O que fazer
[A] As afirmações a seguir concordam com o texto sobre pedir ajuda? Para cada uma, responda sim ou não e cite literalmente as palavras do texto que decidem: (i) na fase do "não", a criança passa a recusar qualquer ajuda; (ii) Margaret Mead era uma antropóloga britânica; (iii) o fêmur mencionado por Margaret Mead tinha 15 mil anos.
[B] Reproduza o trecho do texto sobre pedir ajuda que começa em "Ocorre que, em" e segue até "individual denotam amadurecimento.".
[C] Que atividades o texto sobre pedir ajuda dá como exemplo do que a criança deseja fazer sozinha? Liste todas.

Texto em estudo
****************

Quem tem filho, conviveu ou convive com criança sabe. Há uma fase do desenvolvimento em que os pequenos passam a recusar todo e qualquer tipo de ajuda. Alguns especialistas referem-se a esse período como a fase do “não”. A criança deseja e luta veementemente para fazer tudo sozinha, tomar banho, colocar a meia, montar o brinquedo novo, cheia de certeza, desafiando a paciência dos responsáveis e descortinando um período bonito e necessário a todos nós: o início da construção da personalidade e autonomia.
Ocorre que, em algum momento (ou momentos) da nossa estrada evolutiva, espera-se que nos demos conta de que a vida é muito mais complexa, difícil e imprevisível do que gostaria a nossa meninice. E o próximo degrau do crescimento, paradoxalmente à imagem do adulto autossuficiente e bem-resolvido, será justamente pedir e aceitar ajuda, quantas vezes forem necessárias. Duas coisas que no universo individual denotam amadurecimento.
Entendendo o momento de pedir ajuda
No espectro social, pedir e receber colo é um marco civilizatório. Há muitos anos, a antropóloga norte-americana Margaret Mead (1901-1978), à pergunta de um de seus alunos sobre qual seria o primeiro sinal de agrupamento humanizado e organizado no mundo, refletiu e respondeu: “um fêmur de 15 mil anos encontrado em um sítio arqueológico com marcas únicas de fratura e cura”.

****************

Itens de dados

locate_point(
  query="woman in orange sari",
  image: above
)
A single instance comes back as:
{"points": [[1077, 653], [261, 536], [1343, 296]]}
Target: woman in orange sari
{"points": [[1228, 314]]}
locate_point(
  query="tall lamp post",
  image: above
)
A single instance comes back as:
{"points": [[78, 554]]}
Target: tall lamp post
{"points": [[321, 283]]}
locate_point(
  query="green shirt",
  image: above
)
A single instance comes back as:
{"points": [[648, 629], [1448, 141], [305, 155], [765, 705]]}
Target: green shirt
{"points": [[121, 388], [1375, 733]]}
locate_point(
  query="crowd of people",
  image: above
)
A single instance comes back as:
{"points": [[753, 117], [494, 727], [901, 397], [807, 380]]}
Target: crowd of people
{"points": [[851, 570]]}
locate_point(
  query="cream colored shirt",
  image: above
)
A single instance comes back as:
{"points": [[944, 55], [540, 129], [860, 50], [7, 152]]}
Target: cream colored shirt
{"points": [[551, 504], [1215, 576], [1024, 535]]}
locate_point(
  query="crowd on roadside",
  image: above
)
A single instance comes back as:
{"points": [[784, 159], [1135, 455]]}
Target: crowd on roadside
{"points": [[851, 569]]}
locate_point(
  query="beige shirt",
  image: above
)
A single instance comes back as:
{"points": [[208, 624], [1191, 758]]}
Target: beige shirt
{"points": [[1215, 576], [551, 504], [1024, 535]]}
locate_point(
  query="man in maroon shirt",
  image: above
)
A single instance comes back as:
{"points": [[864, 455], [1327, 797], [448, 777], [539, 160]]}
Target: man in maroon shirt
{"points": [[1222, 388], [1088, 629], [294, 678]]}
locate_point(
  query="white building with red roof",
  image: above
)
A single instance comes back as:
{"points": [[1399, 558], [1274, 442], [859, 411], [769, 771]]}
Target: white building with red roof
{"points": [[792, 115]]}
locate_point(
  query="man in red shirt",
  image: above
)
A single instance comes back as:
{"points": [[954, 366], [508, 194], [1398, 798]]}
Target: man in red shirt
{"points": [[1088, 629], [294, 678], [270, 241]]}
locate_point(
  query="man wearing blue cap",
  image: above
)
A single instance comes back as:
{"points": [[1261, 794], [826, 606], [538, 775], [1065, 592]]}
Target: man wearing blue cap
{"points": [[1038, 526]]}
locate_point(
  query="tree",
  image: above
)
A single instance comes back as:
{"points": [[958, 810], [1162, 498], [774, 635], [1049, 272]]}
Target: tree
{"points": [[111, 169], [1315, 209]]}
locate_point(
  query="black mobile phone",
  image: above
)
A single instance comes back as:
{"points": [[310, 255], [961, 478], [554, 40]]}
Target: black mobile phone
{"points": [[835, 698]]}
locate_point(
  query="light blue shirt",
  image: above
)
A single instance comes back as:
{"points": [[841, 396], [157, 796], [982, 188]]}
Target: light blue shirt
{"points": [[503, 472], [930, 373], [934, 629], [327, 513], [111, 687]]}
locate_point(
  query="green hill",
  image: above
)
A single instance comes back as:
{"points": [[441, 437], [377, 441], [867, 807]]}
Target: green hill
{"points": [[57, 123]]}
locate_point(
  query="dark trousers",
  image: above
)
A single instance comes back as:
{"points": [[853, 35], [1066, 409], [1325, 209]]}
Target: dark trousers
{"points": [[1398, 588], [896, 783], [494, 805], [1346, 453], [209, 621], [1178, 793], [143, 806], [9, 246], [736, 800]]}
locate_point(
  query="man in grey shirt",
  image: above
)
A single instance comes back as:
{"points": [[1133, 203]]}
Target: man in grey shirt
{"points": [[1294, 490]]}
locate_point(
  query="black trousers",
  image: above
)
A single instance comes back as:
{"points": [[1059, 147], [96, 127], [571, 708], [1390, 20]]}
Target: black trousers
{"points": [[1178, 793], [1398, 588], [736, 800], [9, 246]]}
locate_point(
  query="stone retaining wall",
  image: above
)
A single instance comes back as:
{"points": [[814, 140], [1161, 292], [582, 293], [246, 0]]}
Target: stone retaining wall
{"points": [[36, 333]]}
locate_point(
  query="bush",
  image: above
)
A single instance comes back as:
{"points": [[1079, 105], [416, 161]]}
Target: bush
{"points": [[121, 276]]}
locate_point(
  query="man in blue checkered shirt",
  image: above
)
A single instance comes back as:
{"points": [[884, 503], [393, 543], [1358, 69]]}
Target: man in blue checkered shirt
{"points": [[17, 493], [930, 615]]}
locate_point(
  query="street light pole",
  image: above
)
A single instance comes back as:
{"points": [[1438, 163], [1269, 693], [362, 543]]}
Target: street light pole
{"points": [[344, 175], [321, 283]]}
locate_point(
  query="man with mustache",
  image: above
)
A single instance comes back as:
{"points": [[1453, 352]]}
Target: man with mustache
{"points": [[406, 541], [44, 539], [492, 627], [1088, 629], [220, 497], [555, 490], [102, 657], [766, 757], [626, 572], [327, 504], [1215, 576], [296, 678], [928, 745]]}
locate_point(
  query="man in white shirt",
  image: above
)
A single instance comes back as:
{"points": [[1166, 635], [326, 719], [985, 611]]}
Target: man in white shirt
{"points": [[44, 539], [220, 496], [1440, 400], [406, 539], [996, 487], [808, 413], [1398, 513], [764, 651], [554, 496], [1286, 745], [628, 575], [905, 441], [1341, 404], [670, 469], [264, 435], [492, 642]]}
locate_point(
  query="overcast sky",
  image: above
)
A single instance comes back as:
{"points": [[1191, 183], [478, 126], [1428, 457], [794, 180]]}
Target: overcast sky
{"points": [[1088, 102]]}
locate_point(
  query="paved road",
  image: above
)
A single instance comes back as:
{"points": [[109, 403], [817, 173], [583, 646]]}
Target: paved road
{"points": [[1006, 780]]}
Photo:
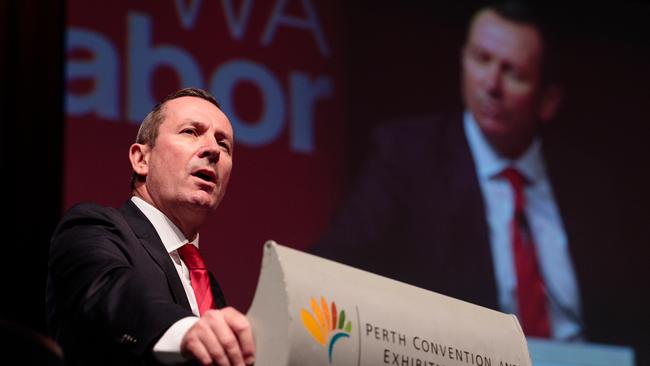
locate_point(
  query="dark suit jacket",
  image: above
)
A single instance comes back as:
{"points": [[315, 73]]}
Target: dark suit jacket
{"points": [[416, 214], [112, 288]]}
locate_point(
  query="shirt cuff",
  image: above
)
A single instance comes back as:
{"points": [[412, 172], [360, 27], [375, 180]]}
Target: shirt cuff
{"points": [[168, 348]]}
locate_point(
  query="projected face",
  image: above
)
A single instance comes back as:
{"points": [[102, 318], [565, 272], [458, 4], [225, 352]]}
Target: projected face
{"points": [[188, 168], [502, 84]]}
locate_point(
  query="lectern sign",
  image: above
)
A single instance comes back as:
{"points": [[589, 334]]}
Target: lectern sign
{"points": [[326, 325], [365, 319]]}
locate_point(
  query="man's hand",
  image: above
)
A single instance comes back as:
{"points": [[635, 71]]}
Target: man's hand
{"points": [[221, 337]]}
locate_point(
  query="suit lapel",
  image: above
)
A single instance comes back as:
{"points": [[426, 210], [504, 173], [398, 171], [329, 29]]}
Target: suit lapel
{"points": [[217, 294], [469, 231], [153, 245]]}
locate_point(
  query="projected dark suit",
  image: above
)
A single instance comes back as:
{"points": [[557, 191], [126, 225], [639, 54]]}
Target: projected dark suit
{"points": [[416, 214], [112, 288]]}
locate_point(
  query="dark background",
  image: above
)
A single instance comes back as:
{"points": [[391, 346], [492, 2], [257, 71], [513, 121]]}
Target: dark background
{"points": [[402, 58]]}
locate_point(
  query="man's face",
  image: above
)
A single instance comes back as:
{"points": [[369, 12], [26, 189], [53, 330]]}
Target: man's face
{"points": [[190, 163], [502, 84]]}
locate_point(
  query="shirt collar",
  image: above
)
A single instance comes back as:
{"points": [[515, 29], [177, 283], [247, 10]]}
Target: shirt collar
{"points": [[169, 233], [489, 163]]}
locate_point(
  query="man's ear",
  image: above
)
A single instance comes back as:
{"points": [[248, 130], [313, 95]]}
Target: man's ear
{"points": [[139, 157], [551, 100]]}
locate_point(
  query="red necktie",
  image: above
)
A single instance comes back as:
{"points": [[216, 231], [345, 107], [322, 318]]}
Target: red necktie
{"points": [[531, 293], [199, 276]]}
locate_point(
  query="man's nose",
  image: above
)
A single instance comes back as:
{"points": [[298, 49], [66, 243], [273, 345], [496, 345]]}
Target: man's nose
{"points": [[210, 150], [493, 80]]}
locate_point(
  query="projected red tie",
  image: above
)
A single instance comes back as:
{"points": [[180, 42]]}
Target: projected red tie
{"points": [[199, 276], [531, 294]]}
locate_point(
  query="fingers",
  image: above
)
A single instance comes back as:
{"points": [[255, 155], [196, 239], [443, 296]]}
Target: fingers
{"points": [[221, 337], [201, 343], [239, 324]]}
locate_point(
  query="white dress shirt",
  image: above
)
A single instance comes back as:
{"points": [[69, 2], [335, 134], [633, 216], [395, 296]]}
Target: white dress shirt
{"points": [[168, 347], [545, 224]]}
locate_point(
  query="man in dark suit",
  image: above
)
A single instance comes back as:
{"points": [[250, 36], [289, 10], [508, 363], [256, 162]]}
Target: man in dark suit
{"points": [[432, 207], [126, 286]]}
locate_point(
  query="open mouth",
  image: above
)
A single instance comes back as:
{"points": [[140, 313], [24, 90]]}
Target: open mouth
{"points": [[206, 175]]}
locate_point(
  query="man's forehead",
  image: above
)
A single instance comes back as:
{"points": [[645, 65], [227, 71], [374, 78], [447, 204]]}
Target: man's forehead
{"points": [[189, 109], [492, 31]]}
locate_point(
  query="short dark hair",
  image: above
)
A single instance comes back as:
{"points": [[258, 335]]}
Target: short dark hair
{"points": [[148, 131], [541, 18]]}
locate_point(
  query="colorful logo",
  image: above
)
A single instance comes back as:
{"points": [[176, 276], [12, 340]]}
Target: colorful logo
{"points": [[325, 325]]}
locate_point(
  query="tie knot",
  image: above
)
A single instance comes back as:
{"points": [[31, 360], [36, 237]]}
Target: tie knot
{"points": [[514, 177], [191, 256]]}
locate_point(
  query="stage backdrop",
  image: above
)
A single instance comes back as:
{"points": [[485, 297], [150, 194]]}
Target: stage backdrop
{"points": [[275, 68]]}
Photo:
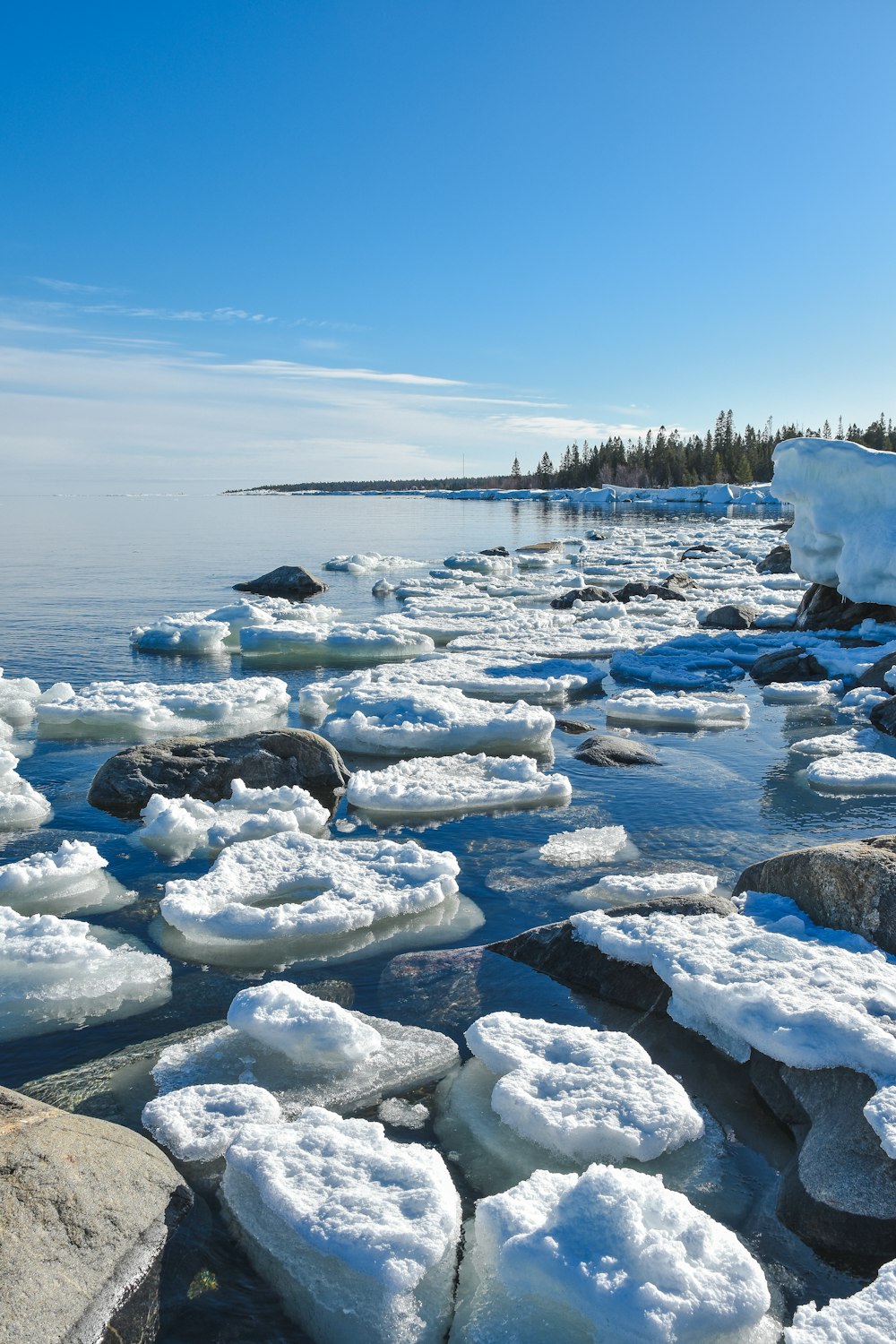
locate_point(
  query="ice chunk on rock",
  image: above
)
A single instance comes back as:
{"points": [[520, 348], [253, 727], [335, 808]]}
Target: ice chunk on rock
{"points": [[648, 886], [583, 1093], [177, 827], [22, 806], [58, 973], [61, 882], [199, 1124], [452, 785], [866, 1317], [357, 1233], [678, 711], [579, 849], [435, 720], [606, 1255], [290, 886], [142, 710]]}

****************

Respostas por item
[A]
(i) Sim: "Há uma fase do desenvolvimento em que os pequenos passam a recusar todo e qualquer tipo de ajuda."
(ii) Não: "a antropóloga norte-americana Margaret Mead (1901-1978)"
(iii) Sim: "um fêmur de 15 mil anos encontrado em um sítio arqueológico com marcas únicas de fratura e cura"

[B]
Ocorre que, em algum momento (ou momentos) da nossa estrada evolutiva, espera-se que nos demos conta de que a vida é muito mais complexa, difícil e imprevisível do que gostaria a nossa meninice. E o próximo degrau do crescimento, paradoxalmente à imagem do adulto autossuficiente e bem-resolvido, será justamente pedir e aceitar ajuda, quantas vezes forem necessárias. Duas coisas que no universo individual denotam amadurecimento.

[C]
- tomar banho
- colocar a meia
- montar o brinquedo novo